**EXCERPTED RECORDS**
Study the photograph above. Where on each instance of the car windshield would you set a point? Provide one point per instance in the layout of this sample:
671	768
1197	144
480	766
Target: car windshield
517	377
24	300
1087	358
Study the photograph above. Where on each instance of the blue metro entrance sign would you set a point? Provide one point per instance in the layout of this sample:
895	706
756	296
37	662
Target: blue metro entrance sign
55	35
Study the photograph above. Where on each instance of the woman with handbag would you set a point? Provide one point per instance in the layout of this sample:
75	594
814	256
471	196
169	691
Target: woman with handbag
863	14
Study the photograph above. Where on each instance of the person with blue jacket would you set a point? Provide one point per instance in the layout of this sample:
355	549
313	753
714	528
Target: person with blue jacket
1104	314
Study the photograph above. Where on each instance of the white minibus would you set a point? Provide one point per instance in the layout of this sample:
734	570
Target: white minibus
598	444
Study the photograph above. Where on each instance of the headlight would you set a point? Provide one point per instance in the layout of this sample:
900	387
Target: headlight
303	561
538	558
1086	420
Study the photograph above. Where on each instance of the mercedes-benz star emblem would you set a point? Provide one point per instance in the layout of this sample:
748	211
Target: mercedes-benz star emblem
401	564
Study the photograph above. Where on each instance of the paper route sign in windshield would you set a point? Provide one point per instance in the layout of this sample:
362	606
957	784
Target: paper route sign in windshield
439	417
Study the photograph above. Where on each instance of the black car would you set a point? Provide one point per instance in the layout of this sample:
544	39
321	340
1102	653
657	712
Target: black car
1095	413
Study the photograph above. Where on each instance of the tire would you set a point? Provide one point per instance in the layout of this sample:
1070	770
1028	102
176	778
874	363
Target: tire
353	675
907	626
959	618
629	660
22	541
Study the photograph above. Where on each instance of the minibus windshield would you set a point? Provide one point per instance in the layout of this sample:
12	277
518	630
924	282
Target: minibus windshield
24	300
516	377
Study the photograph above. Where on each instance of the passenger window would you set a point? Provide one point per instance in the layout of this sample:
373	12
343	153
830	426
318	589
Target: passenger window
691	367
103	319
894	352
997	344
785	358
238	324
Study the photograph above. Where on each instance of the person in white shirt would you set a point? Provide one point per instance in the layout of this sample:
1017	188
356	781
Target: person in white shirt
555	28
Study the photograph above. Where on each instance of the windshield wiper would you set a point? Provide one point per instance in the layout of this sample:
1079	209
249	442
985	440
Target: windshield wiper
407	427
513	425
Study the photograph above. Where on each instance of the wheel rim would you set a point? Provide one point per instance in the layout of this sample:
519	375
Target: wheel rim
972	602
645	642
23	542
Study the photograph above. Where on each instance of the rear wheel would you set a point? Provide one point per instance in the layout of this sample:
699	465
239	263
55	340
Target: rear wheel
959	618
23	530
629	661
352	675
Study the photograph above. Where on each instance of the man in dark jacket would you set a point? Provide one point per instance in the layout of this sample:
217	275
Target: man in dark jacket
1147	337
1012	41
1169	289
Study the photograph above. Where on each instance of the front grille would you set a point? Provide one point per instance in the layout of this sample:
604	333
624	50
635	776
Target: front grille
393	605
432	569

**GOAL OF THE EXERCISE**
Reproduce the entire listing above line for line, with no changes.

**FINAL ANSWER**
Study the photograph above. Where on each instance of the car windshield would you set a point? Provide one point per instance in the layout of this sample:
671	768
1197	144
480	766
Target: car windshield
517	377
24	300
1087	358
Study the photograph above. Where on each instance of the blue metro entrance sign would you set a point? Provide one point per instance in the layout of this sample:
895	706
756	296
37	662
Target: blue metro entrance sign
55	35
Study the photograph above. Where on each instance of the woman with handbag would you set a point? Provide one point per instance in the layout of this sample:
75	594
814	256
471	196
169	691
Target: woman with handbag
863	14
Study the photograph above. Where on each instance of the person with blue jacket would you set a point? Provide one point per instance in the layout of this sample:
355	549
313	753
714	528
Target: person with blue jacket
1104	314
Study the photograph above. Where on each instance of the white minibus would you set a point? Provide one point per instance in the layout of this sample:
734	570
Target: white minibus
598	444
Study the photograph above. Where on each instance of the headlight would you set a point? Provide one point per instance in the layout of this sample:
900	387
Target: headlight
303	561
538	558
1086	420
Study the photograph above. Where on each instance of the mercedes-benz star emblem would you set a point? Provide one point per instance in the layout of this sample:
748	211
Target: mercedes-benz star emblem
401	564
Study the photograph above. Where on each instance of the paper route sign in windshield would you set a point? Provide one point per instance in the layout of this sample:
362	606
957	784
Target: paper route sign in windshield
439	417
Study the photograph above. Where on each instance of the black car would you set a point? Provide one point per instance in the layout of this sample:
544	39
321	340
1102	653
657	712
Target: black car
1095	413
Study the photograph above. Where on each instance of the tire would you set a point? Provide one point per instance in the layout of this sample:
1070	770
1028	102
176	778
874	363
Target: tire
353	675
907	626
959	618
629	660
22	541
Study the photograph above. Where on each instance of the minibus windshield would you set a point? Provide one point per instance in the layout of this sample:
12	277
518	630
924	282
Target: minibus windshield
24	300
516	377
Study the photograph above. Where on each instance of the passenger window would you set a point? Provide one point per instance in the layout of this sample:
373	12
343	153
830	426
318	589
Target: passenger window
691	367
103	319
894	352
997	344
785	358
238	324
Study the photograph above. Where on each instance of the person in white shirt would you set a point? Provide one point per instance in the layout of this sample:
1017	188
356	781
Target: person in white shirt
555	28
Study the photograph above. Where on each instance of the windshield wiper would you set a point? Provide one point per instance in the layout of this sample:
1079	209
249	442
985	440
Target: windshield wiper
407	427
513	425
Study the photograph above. Where on each instance of the wheel rim would you set a point? Provide one point per instance in the layout of this sample:
519	375
Target: wheel rim
972	602
645	642
23	542
Study the photograph above. Where on each instance of the rear wheel would you set a point? Provide one point per instance in the layout of this sample:
699	465
239	263
55	340
Target: rear wheel
959	618
23	530
629	661
352	675
Study the photograph above. Where on each instance of the man in dark jacket would you set a point? Provide one point per instance in the layout of this sample:
217	275
Target: man in dark jacket
1147	337
1012	41
1169	289
Study the photograph above. Where on each instance of the front grille would you set a point? Provide one point per instance in the layout of this sample:
604	333
624	50
635	776
Target: front grille
393	605
432	569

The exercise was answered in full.